Problem set:
1 – Write out the Chromap read format thread word for word, starting at "Removing correcting and" and ending at "fastq = fastq_barcode[0]).".
2 – Extend the Chromap read format thread from where it stops.

Source text:

Chromap read format #154

Closed mei-knudson closed 6 months ago

mei-knudson commented 6 months ago

Submitting this as a draft

Removing correcting and trimming Removing "no_align" pipeline mode Adding get_read_format task prior to Chromap

Not sure if we need to add any additional logic Not sure if it would make more sense to have the read format task input be fastq_barcode[0] instead of read2[0] Would appreciate feedback on task name, variable names, structure or anything else

mei-knudson commented 6 months ago

why STARsolo doesn't need to have the parameters updated?

You mean for specifying where the barcodes are? For STARsolo, I used negative indexing to specify the barcode positions; since it's indexing from the end, the R2 read length doesn't matter. But it makes sense that we might want to pass in our own read_format, I'll try to make the STARsolo task accommodate that

mei-knudson commented 6 months ago

Made suggested changes (tee, get_chromap_read_format, fastq = fastq_barcode[0]).

Supplied entries:
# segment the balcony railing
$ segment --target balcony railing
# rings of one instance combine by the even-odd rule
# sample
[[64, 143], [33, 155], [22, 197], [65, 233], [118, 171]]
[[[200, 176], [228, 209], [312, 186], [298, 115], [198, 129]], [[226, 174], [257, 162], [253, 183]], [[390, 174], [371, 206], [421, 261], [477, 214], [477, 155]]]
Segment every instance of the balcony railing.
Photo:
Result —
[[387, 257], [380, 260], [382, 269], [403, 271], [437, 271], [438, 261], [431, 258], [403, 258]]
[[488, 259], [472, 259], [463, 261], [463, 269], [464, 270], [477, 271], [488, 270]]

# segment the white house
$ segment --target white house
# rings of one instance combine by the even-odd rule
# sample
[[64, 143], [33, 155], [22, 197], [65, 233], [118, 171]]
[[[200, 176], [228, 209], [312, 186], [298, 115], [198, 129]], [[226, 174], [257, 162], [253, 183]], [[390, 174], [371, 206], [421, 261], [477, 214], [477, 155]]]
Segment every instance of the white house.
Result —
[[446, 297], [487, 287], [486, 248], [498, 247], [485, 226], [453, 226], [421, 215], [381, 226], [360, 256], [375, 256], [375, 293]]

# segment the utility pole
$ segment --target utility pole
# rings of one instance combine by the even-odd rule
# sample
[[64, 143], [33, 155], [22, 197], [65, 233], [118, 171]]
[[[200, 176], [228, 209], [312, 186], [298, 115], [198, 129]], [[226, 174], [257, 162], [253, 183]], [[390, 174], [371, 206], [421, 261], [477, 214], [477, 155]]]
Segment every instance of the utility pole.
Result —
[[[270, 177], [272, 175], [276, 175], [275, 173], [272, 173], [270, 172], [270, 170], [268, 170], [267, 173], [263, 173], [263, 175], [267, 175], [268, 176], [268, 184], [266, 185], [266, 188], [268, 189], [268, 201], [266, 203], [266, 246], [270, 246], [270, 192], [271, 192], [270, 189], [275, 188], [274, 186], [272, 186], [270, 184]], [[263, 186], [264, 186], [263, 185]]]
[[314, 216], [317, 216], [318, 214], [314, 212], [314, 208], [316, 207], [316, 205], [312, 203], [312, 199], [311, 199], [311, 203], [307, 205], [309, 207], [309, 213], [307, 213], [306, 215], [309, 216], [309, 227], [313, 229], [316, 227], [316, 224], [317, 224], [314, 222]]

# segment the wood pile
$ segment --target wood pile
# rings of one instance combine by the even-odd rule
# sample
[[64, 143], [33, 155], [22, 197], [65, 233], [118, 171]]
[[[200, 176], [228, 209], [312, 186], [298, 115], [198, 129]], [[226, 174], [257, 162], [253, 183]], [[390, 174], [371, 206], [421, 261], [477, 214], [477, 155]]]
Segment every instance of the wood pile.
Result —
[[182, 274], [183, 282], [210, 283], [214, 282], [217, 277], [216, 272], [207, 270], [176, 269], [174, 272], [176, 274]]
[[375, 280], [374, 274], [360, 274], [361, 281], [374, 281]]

Answers for the tasks:
1 –
Removing correcting and trimming Removing "no_align" pipeline mode Adding get_read_format task prior to Chromap

Not sure if we need to add any additional logic Not sure if it would make more sense to have the read format task input be fastq_barcode[0] instead of read2[0] Would appreciate feedback on task name, variable names, structure or anything else

mei-knudson commented 6 months ago

why STARsolo doesn't need to have the parameters updated?

You mean for specifying where the barcodes are? For STARsolo, I used negative indexing to specify the barcode positions; since it's indexing from the end, the R2 read length doesn't matter. But it makes sense that we might want to pass in our own read_format, I'll try to make the STARsolo task accommodate that

mei-knudson commented 6 months ago

Made suggested changes (tee, get_chromap_read_format, fastq = fastq_barcode[0]).

2 –
I changed the logic in subwf_atac so that task_chromap_read_format is called if chemistry=='shareseq' AND read_format is not defined, so that we can pass in a custom read_format for SHARE. I set the default value of read_format to "bc:0:-1,r1:0:-1,r2:0:-1" in the chromap task (would be used for 10X).

I added a soloCBposition input for STARsolo and set the default value to be the string we use for specifying the SHARE barcodes. The default should be ok since we don't use soloCBposition when we run STARsolo on 10X.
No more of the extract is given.